(Entries taken from a collection)
· · · · ·

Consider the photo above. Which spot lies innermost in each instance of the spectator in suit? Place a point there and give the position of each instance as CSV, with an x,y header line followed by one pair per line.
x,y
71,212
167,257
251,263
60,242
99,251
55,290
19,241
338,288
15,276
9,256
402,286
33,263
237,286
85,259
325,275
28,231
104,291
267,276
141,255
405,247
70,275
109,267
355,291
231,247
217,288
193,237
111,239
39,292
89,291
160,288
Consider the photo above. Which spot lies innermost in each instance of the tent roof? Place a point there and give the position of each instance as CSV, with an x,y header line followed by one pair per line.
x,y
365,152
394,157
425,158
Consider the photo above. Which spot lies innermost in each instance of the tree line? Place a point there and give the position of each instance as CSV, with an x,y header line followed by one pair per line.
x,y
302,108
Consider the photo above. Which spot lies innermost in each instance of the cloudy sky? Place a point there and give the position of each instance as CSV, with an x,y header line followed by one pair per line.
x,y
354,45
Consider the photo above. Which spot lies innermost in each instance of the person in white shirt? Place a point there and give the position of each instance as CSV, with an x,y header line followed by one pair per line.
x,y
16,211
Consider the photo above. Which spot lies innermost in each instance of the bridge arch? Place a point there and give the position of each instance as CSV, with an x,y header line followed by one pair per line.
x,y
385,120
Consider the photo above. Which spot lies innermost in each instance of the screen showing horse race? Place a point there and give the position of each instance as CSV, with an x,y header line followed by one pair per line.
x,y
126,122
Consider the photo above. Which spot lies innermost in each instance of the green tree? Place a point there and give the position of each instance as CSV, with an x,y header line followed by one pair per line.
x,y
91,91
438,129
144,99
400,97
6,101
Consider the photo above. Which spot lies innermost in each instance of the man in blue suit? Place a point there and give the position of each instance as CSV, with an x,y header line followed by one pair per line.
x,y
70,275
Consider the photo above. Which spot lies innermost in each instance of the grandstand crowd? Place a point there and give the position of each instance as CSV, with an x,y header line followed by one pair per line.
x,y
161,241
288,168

· · · · ·

-- PROBLEM STATEMENT --
Without omitting anything, output the data verbatim.

-- ANSWER TO THE PROBLEM --
Consider the photo above. Which spot lies innermost in each instance of the spectator in suit? Place a point there and give the position of each instance as CSV, with an x,y header line followed by one pair per line.
x,y
71,212
167,257
251,263
60,242
99,251
55,290
19,241
338,288
15,276
9,256
402,286
33,263
237,286
85,259
325,275
28,231
104,291
267,276
141,255
405,247
70,275
109,267
355,291
231,247
217,288
193,237
111,239
39,292
89,291
160,288
Consider the photo above. Which spot lies innermost in each instance of the tent roof? Place a point there and give the position of each instance as CSV, with an x,y header line followed by one pair per line.
x,y
365,152
394,157
425,158
Consider the photo above. Which spot lies innermost in each instance of the tree line? Place a point there and give the position of each instance as CSV, with an x,y header line followed by one pair per line.
x,y
302,108
Consider the photo above. Which spot lies innermost in each instance of the cloudy sky? Place a point there and give the position of each instance as CSV, with an x,y header line followed by one pair per line.
x,y
354,45
Consider the photo above. Which spot lies innermost in each instance of the person in white shirt? Place a point there and give the position of each instance as CSV, with an x,y header line followed by one pair per line.
x,y
16,211
Consider the photo above. Which spot lies innermost in each instance of the bridge arch? Place a point there and give the position of each instance as CSV, with an x,y header line followed by one pair per line.
x,y
385,120
Consider the photo above. Which spot lies innermost in each instance of the screen showing horse race? Place a point there and give the position of each instance as CSV, with an x,y header line followed by one pair per line.
x,y
126,122
Consider the photo above. Which spot lies innermost in each instance of the green tree? Place a point there and give the position of each instance as CSV, with an x,y header line followed by one pair per line.
x,y
91,91
438,129
144,99
400,97
6,101
Consider the photo above. Which spot lies innermost in each instance of the man in blue suit? Place a point there and give the position of each instance as CSV, with an x,y header line followed by one pair per line.
x,y
70,275
Consider the photo above. Which spot lies innermost in each instance of the grandstand crowd? Place a point there and give the position of each instance as CSV, with an x,y header line followed by one pair per line.
x,y
161,241
288,168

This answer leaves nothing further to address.